### SUPPLIED INFORMATION
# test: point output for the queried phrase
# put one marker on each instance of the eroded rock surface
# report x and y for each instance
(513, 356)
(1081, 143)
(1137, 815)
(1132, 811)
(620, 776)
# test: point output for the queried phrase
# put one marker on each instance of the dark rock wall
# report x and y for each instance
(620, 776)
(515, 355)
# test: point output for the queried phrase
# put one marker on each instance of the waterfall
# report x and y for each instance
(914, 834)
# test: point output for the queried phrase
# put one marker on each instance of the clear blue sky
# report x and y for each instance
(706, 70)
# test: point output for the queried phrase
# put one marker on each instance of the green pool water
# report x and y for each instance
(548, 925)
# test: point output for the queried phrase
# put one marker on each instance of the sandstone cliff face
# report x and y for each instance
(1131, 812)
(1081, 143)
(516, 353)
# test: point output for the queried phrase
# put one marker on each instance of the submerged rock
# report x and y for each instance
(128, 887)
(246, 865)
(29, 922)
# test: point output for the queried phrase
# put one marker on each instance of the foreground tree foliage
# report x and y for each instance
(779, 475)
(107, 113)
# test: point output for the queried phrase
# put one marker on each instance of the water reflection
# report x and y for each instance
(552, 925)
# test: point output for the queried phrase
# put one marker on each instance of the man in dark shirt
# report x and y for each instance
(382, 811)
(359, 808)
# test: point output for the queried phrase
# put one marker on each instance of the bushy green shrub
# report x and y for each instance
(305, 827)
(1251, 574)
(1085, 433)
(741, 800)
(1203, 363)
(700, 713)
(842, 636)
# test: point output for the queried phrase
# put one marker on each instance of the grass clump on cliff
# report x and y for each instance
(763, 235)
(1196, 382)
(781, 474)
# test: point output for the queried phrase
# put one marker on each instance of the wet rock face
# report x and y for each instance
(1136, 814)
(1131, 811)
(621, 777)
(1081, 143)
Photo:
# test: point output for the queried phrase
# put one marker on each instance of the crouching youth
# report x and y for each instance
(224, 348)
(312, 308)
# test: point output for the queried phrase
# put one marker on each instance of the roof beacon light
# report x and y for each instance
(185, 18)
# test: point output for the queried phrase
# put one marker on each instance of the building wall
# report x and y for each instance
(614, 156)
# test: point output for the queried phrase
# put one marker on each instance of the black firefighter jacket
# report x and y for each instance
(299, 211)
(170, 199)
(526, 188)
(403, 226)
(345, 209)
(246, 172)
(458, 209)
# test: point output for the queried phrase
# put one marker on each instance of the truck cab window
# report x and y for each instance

### PROMPT
Copy all of the data exactly.

### SOLUTION TO THE EXERCISE
# test: point output for the queried phrase
# put one marker on each instance of the eroded rock surface
# report x and y for each instance
(513, 356)
(1081, 143)
(1137, 815)
(1132, 811)
(620, 776)
# test: point output for the queried phrase
# put one marker on each instance of the dark rock wall
# report x and y for each instance
(620, 776)
(515, 355)
# test: point output for the queried phrase
# put one marker on each instance of the waterfall
# report x and y for each instance
(914, 834)
# test: point output for the queried phrase
# put one marker on each instance of the clear blue sky
# report x and y for each instance
(706, 70)
# test: point output for the queried phrase
# put one marker on each instance of the green pool water
# report x and y for each instance
(548, 925)
# test: point output for the queried phrase
# put one marker on each instance of the sandstone cliff face
# report x and y for each instance
(1131, 812)
(1081, 143)
(516, 353)
# test: point output for the queried phrase
# put one marker on each instance of the submerged rock
# report x and y for each instance
(128, 887)
(246, 865)
(29, 922)
# test: point output for the queried phrase
# put one marker on each instance of the foreground tree foliage
# report x and y for each instance
(779, 475)
(107, 113)
# test: point output for the queried phrase
# put one marker on each instance of the water reflection
# report x and y for each instance
(552, 925)
# test: point output for the queried phrase
# put one marker on each instance of the man in dark shirt
# report x and y for each instance
(382, 811)
(359, 808)
# test: point output for the queried phrase
# put one marker on each instance of the bushy green shrub
# report x and y for each instance
(305, 827)
(1251, 574)
(1085, 433)
(741, 800)
(1203, 363)
(700, 713)
(842, 636)
# test: point output for the queried phrase
# put one marker on each instance of the grass clump on cliff
# report x and y for each instance
(763, 235)
(1196, 382)
(781, 474)
# test: point output for the queried phrase
# put one marker on each instance of the wet rock face
# report x and y for each instance
(1136, 814)
(1131, 811)
(621, 777)
(1081, 143)
Photo:
# test: point output for the queried phrase
# put one marker on each instance of the crouching youth
# report x and y for each instance
(224, 348)
(312, 308)
# test: point output for the queried phrase
# put one marker on each instance of the roof beacon light
# report x and y for each instance
(185, 18)
# test: point output for the queried phrase
# put one marker on each instance of the building wall
# report x and y for each instance
(614, 156)
# test: point output for the queried phrase
# put one marker on each instance of the black firefighter jacket
# report x and y for each instance
(299, 211)
(170, 199)
(526, 188)
(403, 226)
(345, 209)
(246, 172)
(458, 209)
# test: point output for the queried phrase
# put one marker on each instance of the truck cab window
# report x and y for each instance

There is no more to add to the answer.